==== Dataset excerpts

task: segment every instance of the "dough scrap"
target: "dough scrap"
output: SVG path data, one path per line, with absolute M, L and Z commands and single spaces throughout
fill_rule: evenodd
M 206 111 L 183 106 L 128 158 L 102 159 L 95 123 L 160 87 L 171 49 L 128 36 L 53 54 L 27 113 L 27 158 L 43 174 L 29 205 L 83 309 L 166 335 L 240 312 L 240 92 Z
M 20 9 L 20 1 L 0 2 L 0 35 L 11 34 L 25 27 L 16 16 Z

========

→ **The task**
Your reply should hold every line from the data that contains "dough", copied in full.

→ **Your response**
task: segment every instance of the "dough scrap"
target: "dough scrap"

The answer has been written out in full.